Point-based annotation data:
+ + + +

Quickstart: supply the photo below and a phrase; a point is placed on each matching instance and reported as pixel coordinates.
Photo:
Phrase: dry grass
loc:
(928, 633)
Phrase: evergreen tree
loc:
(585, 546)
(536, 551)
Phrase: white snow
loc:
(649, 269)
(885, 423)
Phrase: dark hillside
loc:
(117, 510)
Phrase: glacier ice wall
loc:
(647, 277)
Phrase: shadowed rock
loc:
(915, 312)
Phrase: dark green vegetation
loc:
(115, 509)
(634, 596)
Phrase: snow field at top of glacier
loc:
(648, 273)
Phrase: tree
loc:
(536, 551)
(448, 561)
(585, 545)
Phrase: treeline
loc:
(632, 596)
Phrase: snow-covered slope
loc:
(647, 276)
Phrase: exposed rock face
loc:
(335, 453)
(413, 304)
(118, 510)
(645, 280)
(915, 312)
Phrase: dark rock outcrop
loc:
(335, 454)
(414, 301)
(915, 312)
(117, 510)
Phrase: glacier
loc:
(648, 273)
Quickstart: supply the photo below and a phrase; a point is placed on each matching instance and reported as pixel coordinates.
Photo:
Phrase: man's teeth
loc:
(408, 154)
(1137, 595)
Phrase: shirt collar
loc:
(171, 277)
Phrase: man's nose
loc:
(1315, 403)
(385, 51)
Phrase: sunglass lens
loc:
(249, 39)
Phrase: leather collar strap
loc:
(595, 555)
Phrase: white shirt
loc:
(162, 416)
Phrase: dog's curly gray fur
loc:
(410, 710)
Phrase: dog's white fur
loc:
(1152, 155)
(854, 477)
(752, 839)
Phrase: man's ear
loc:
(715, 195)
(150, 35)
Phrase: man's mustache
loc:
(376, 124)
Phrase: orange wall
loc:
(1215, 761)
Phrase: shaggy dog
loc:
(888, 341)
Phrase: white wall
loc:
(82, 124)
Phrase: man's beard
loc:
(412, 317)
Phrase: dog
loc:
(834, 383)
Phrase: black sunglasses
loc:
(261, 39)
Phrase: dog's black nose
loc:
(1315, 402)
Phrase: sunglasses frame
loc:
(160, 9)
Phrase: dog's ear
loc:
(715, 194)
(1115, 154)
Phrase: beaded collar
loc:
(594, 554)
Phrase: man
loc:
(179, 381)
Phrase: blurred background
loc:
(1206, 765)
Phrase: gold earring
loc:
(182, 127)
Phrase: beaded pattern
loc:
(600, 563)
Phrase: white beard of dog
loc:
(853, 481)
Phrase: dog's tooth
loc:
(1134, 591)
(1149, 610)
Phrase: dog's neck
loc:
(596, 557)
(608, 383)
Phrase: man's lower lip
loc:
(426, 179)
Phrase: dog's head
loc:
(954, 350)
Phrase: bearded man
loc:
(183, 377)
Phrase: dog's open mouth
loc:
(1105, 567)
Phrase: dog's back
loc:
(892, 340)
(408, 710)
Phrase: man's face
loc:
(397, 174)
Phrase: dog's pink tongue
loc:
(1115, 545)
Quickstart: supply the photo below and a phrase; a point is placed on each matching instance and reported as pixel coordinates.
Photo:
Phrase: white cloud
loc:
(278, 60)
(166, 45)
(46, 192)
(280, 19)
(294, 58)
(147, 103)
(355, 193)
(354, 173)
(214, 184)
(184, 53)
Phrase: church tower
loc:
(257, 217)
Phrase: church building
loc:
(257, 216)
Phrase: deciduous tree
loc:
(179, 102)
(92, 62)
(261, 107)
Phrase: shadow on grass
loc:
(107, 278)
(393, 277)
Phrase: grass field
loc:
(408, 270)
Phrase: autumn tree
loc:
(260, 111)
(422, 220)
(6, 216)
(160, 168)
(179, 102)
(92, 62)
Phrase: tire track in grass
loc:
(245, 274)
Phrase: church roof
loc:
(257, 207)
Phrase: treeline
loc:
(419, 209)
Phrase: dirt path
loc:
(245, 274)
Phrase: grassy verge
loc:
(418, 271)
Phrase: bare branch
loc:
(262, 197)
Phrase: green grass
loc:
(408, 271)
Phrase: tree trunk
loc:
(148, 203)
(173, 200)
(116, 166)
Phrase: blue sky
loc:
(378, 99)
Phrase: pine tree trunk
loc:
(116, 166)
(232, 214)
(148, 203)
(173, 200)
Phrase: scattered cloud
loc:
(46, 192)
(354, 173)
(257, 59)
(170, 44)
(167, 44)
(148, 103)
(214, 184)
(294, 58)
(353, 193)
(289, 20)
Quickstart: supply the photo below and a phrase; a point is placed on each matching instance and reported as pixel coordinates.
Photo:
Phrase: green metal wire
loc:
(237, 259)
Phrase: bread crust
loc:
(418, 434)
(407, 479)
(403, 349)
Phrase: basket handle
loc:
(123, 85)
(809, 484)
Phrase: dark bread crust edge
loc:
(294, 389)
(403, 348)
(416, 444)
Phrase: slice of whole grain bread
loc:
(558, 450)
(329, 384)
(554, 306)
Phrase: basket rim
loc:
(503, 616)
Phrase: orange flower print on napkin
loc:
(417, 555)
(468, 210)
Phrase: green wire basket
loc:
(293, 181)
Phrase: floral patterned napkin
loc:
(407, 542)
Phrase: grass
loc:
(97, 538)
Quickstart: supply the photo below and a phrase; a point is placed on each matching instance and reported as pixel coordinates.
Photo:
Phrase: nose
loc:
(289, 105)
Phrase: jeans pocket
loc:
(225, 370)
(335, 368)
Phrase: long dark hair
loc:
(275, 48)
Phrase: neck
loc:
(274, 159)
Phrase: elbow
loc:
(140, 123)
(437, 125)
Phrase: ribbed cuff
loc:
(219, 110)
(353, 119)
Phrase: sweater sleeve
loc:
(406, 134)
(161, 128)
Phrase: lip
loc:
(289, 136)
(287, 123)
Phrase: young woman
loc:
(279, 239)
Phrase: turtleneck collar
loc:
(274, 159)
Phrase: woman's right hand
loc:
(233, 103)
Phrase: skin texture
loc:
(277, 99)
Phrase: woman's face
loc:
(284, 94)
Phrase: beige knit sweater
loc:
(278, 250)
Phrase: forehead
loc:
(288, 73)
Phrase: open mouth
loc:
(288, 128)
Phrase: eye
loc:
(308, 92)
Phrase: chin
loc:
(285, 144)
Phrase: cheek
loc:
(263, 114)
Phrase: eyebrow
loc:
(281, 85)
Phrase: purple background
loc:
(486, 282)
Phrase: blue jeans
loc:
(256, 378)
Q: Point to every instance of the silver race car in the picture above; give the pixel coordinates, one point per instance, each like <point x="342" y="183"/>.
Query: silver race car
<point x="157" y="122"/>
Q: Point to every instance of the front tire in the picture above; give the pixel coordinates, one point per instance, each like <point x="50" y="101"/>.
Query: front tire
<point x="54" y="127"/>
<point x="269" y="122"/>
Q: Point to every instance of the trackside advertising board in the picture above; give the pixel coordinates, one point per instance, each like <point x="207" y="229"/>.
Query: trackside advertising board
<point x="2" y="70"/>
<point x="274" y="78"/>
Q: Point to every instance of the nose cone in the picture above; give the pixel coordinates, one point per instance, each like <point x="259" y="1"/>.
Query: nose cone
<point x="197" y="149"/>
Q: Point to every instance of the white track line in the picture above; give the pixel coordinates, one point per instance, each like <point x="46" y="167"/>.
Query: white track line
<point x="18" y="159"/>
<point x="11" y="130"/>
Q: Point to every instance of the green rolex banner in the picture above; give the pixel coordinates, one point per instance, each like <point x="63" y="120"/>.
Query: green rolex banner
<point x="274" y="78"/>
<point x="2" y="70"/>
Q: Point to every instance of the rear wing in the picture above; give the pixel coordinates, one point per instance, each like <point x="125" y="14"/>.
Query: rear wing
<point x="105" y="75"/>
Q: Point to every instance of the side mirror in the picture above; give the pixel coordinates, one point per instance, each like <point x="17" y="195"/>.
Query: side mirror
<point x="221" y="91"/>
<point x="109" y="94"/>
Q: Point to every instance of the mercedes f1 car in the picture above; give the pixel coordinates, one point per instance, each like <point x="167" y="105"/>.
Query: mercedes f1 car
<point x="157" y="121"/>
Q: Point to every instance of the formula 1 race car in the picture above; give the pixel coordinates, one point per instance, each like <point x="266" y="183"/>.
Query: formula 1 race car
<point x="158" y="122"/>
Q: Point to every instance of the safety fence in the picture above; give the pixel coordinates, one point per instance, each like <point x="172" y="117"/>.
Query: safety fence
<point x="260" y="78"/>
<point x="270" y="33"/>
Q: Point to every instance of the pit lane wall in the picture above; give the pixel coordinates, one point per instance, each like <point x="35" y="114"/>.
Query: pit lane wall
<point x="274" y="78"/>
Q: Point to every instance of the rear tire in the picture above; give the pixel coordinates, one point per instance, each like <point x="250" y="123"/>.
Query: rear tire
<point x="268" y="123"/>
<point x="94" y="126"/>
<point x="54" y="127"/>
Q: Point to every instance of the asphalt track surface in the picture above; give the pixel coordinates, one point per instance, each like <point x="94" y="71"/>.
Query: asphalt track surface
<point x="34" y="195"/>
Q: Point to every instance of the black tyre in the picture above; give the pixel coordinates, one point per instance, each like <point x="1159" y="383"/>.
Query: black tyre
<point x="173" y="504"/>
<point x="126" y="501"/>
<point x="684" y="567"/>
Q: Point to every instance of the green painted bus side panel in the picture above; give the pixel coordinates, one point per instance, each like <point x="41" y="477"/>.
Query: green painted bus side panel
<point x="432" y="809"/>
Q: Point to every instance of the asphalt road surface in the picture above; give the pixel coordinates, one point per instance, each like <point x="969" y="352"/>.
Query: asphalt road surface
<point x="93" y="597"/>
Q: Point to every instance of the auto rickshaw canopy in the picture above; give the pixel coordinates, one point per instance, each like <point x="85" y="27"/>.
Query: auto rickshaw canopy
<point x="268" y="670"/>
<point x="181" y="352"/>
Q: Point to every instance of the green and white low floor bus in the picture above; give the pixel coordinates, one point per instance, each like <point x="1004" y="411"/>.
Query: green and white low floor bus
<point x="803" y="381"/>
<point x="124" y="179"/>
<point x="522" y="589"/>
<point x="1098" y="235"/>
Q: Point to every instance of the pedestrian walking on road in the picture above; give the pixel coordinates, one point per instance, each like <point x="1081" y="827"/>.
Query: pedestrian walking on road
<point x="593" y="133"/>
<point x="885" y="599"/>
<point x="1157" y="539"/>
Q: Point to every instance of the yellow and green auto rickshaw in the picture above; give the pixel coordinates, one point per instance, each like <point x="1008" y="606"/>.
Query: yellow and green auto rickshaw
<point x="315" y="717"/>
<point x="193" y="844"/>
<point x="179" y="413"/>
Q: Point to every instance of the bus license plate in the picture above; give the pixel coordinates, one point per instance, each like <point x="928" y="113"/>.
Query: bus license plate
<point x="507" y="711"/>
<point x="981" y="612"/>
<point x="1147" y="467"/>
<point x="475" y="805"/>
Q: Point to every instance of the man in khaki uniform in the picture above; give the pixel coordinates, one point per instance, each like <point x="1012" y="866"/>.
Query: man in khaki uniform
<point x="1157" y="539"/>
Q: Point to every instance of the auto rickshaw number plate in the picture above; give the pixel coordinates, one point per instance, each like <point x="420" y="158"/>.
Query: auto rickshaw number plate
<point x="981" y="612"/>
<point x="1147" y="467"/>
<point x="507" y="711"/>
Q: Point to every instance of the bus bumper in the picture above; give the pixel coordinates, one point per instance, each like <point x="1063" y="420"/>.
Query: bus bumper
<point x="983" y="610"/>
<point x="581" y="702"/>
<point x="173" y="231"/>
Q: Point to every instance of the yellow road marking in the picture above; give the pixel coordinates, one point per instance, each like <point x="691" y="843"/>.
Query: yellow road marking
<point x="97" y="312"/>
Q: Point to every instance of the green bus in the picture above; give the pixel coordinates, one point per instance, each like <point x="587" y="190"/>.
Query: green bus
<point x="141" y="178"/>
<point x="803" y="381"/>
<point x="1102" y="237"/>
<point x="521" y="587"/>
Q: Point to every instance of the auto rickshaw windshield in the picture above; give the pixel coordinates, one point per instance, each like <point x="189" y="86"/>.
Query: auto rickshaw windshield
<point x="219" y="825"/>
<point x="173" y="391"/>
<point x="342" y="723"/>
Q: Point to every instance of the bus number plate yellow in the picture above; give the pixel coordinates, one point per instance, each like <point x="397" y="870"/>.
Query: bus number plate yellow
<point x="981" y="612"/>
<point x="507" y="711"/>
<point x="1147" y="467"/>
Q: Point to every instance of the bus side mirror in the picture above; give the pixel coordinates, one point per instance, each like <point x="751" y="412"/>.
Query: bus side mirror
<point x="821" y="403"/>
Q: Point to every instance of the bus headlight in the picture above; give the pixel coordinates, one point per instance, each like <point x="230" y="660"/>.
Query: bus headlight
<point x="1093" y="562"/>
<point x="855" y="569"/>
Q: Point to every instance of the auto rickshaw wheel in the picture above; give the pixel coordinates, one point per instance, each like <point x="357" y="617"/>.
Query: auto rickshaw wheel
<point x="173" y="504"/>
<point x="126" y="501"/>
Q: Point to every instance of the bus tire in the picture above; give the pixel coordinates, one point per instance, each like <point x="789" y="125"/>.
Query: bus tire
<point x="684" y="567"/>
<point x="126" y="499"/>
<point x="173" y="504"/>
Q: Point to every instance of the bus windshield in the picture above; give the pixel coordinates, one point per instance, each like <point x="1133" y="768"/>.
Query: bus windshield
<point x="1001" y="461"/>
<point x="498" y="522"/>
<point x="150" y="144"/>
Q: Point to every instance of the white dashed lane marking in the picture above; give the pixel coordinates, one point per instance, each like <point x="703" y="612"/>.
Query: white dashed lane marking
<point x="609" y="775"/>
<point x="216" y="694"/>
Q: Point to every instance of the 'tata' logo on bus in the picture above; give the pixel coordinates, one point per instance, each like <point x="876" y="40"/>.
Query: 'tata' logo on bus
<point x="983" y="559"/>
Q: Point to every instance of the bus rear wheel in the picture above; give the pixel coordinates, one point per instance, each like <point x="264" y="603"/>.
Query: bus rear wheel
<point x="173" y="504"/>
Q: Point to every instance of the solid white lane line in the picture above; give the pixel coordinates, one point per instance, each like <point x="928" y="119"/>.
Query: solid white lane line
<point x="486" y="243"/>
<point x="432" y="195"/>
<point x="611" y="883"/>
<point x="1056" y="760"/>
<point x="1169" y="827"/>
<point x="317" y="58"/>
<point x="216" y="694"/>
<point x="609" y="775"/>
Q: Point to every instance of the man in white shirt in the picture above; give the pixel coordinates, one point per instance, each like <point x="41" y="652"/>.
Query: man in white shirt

+ + + +

* Goal of the exercise
Starting with the line that contains "Q: Point to every instance of the bus windshield", return each line through the last one of the data above, exactly as written and nothing more.

* Reply to the exercise
Q: Point to every instance of the bus windshield in the picture above; give the pixel coordinates, one point per instance, each like <point x="1133" y="768"/>.
Query: bus windshield
<point x="1001" y="461"/>
<point x="498" y="522"/>
<point x="150" y="144"/>
Q: Point to every instance of the white dashed lane marking in the picture above; give the pixel coordinates, one point per instance, each like <point x="703" y="612"/>.
Query: white dashed lane marking
<point x="609" y="775"/>
<point x="216" y="694"/>
Q: Point to every instance of the 'tata' logo on bus in the picture above; give the pixel coordinates, one point per instance, each like <point x="876" y="40"/>.
Query: 'tata' logo on bus
<point x="983" y="559"/>
Q: Point to every instance of the bus rear wheel in the picture above; give the pixel coordinates, one point per instance, each like <point x="264" y="603"/>.
Query: bus rear wheel
<point x="173" y="504"/>
Q: Point to every instance of the solid white lane line in the picture above; give the pixel coordinates, one point per instance, each like <point x="928" y="119"/>.
Query: solid white lane line
<point x="486" y="243"/>
<point x="432" y="195"/>
<point x="611" y="883"/>
<point x="1056" y="760"/>
<point x="1169" y="827"/>
<point x="317" y="58"/>
<point x="216" y="694"/>
<point x="609" y="775"/>
Q: Point to every instance of the man in white shirt in the picture above; give the pixel coordinates, one point per instance, each like <point x="41" y="652"/>.
Query: man in white shirt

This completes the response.